Material shown:
** BEGIN **
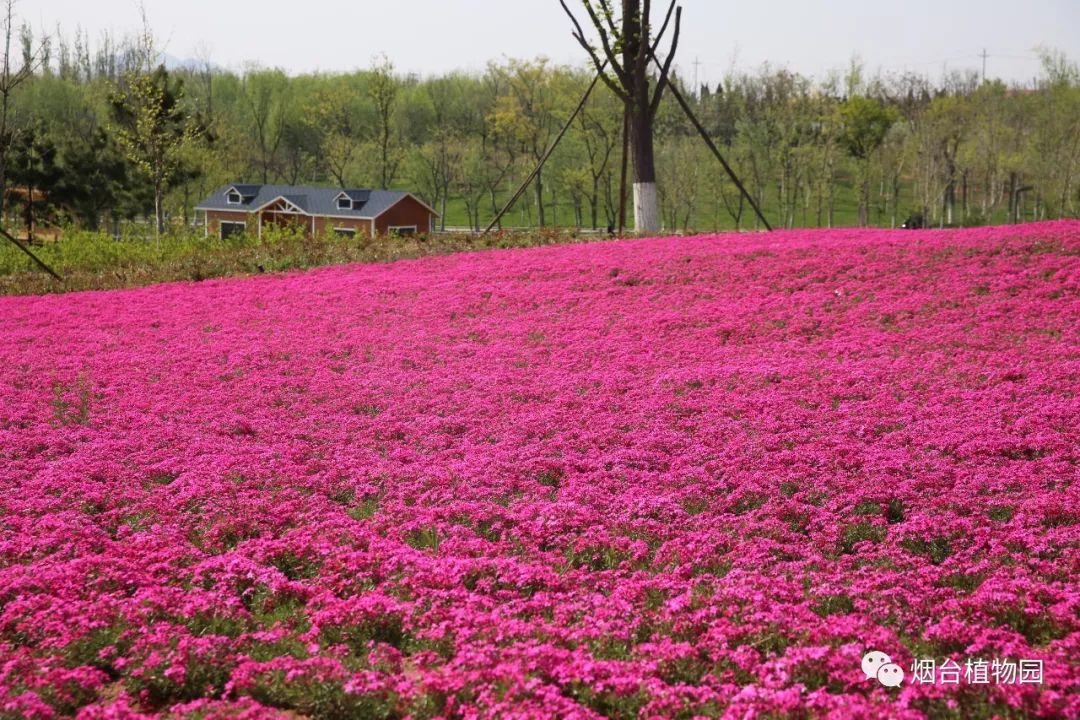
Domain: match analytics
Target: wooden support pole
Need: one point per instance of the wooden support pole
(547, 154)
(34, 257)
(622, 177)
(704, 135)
** END **
** BEGIN **
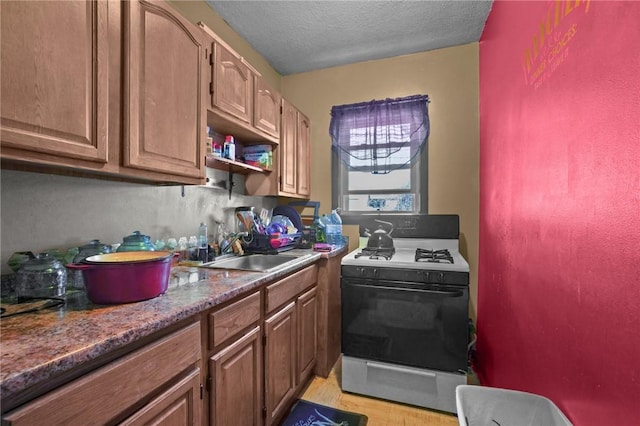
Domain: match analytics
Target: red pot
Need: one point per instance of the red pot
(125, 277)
** END **
** BEGIN **
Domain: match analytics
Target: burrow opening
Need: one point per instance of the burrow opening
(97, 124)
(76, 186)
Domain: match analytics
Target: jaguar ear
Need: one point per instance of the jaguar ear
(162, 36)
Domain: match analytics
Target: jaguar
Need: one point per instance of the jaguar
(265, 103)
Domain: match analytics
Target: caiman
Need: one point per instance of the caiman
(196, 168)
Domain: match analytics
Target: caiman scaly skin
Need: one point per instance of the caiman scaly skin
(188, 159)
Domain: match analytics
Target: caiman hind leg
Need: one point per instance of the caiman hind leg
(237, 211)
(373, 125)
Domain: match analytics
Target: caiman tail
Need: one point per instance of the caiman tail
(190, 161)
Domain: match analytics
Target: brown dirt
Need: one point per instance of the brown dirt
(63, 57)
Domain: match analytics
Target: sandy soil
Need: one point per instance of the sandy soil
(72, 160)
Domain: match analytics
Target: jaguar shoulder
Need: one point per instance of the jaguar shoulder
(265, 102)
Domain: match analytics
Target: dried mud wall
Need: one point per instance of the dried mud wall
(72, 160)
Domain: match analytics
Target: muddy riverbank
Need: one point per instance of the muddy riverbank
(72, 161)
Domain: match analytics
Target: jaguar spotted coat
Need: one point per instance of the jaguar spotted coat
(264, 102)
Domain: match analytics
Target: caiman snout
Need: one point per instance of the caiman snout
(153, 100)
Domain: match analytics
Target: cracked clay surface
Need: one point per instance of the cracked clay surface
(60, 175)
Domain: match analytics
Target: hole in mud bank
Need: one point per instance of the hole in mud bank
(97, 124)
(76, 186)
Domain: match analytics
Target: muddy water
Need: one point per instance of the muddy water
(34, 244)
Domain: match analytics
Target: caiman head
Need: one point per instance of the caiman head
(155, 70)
** END **
Please collect every line in the material that contains the string "burrow". Case counts.

The result:
Target: burrow opening
Need: one point per instance of the burrow opening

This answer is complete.